Source —

<<<<

Morsi, ou l’interminable course de haies

Prendre le pouvoir ? Il faut pour cela de la patience, un concours de circonstances, et ce sens de l’à-propos qui permet de saisir la chance ainsi offerte. Mais conserver le pouvoir, c’est autre chose. Il y faut une solide expérience, de l’habileté, et encore et toujours l’instinct du timing. Trois qualités qui semblent manquer à Mohammad Morsi, président par défaut, encore que démocratiquement élu, d’une république qui en est encore à se chercher, confrontée aux lourds contentieux d’un passé douloureusement proche, à des adversaires décidés à tout et qui voit se dérober sous ses pieds ses jeunes fondations.

>>>>

Données fournies —
<<<<

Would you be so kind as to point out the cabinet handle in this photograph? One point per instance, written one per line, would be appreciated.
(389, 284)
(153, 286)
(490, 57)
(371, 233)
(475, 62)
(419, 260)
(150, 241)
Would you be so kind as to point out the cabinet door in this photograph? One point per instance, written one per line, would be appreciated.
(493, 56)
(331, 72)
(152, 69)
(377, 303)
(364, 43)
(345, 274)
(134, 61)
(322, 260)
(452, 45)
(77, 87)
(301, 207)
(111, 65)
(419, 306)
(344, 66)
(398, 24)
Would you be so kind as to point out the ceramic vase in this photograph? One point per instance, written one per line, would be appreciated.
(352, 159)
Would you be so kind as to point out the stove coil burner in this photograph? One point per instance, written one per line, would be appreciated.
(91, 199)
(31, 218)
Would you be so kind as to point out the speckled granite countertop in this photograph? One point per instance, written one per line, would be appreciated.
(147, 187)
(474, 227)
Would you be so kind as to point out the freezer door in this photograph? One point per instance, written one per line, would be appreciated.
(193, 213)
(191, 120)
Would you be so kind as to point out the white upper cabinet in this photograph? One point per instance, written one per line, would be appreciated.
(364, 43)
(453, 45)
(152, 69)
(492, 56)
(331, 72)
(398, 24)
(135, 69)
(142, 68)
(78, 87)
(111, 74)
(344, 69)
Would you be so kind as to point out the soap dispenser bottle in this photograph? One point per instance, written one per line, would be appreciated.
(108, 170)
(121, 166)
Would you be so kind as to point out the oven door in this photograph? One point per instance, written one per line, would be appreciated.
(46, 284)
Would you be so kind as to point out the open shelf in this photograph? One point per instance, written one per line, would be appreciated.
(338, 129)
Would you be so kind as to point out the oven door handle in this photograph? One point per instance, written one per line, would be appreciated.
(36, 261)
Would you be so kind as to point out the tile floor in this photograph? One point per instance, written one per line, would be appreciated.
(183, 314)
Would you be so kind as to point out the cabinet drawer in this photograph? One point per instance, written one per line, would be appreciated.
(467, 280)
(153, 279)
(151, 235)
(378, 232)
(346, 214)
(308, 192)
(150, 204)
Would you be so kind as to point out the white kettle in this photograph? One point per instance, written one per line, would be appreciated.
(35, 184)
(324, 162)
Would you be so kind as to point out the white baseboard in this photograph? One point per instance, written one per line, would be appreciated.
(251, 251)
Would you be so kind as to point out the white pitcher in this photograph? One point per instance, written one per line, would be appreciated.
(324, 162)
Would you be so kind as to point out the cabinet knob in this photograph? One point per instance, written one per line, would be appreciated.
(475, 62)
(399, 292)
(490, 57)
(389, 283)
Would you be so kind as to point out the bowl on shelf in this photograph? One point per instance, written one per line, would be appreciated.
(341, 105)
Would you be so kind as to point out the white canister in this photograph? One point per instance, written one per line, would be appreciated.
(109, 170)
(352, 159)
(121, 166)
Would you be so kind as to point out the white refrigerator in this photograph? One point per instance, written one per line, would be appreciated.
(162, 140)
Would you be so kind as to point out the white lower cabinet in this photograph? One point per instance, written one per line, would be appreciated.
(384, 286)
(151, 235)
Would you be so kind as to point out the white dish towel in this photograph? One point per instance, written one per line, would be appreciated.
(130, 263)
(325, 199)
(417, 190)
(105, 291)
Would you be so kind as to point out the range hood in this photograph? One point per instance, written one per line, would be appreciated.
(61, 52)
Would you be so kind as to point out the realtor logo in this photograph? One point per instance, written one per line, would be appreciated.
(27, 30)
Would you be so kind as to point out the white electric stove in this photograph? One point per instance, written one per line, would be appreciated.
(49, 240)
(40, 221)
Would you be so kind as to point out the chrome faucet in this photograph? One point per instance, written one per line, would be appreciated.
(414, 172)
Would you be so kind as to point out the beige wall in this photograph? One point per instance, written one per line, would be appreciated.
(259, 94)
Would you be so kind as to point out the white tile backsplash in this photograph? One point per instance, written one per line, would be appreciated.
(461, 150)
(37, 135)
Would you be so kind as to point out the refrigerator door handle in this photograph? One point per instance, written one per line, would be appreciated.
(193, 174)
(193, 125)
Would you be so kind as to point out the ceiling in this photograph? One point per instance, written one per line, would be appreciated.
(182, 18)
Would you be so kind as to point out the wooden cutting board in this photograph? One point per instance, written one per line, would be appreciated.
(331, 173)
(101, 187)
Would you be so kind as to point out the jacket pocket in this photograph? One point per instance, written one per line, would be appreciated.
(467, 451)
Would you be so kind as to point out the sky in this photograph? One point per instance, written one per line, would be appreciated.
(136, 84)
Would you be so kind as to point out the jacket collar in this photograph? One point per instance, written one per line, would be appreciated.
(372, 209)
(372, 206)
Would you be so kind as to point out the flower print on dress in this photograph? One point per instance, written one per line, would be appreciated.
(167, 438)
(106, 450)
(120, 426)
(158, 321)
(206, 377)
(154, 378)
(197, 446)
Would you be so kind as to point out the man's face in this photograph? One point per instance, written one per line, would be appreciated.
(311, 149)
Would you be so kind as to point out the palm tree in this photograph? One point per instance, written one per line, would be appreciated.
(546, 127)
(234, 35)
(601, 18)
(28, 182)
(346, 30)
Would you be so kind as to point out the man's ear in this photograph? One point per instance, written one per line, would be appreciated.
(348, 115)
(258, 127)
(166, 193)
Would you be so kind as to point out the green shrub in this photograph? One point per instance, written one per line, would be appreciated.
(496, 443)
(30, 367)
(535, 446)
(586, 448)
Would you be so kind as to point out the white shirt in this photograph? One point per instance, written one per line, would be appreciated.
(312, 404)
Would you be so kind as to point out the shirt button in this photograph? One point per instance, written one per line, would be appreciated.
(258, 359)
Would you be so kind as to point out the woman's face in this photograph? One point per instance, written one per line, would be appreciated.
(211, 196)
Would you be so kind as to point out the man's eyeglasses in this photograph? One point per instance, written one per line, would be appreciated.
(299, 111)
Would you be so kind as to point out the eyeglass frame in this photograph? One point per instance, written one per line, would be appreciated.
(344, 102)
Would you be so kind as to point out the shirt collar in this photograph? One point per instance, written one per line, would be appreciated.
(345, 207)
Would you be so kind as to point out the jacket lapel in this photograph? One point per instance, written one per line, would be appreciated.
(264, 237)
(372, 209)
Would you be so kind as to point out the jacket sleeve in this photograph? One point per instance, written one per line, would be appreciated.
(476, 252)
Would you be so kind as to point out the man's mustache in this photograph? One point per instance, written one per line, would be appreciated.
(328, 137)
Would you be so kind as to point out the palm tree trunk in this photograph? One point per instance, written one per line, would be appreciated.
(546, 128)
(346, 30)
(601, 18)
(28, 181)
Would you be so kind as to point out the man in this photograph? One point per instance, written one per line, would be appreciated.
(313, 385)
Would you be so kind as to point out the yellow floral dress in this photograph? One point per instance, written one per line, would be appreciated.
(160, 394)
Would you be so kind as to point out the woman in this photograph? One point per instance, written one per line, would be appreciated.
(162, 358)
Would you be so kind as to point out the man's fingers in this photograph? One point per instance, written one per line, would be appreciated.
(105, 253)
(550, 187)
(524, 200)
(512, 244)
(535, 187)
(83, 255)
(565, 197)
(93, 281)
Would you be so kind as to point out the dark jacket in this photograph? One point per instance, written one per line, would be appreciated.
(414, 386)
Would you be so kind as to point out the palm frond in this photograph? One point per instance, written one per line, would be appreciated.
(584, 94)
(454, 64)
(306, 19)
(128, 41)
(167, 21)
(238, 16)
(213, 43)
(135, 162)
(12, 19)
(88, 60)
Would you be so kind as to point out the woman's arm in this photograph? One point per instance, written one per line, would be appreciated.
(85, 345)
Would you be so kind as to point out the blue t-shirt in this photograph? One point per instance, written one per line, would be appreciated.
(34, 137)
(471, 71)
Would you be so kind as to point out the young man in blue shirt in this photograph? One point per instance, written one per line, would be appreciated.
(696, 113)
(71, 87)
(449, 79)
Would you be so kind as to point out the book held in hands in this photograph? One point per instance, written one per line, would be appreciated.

>>>>

Votre objectif —
Modifiez le passage du texte sur Morsi qui commence par « Prendre le pouvoir » et s'arrête après « ses jeunes fondations. » : remplacez-y « patience » par « persévérance ». Les enregistrements ci-dessus proviennent d'une autre source que le texte.

Tâche accomplie —
Prendre le pouvoir ? Il faut pour cela de la persévérance, un concours de circonstances, et ce sens de l’à-propos qui permet de saisir la chance ainsi offerte. Mais conserver le pouvoir, c’est autre chose. Il y faut une solide expérience, de l’habileté, et encore et toujours l’instinct du timing. Trois qualités qui semblent manquer à Mohammad Morsi, président par défaut, encore que démocratiquement élu, d’une république qui en est encore à se chercher, confrontée aux lourds contentieux d’un passé douloureusement proche, à des adversaires décidés à tout et qui voit se dérober sous ses pieds ses jeunes fondations.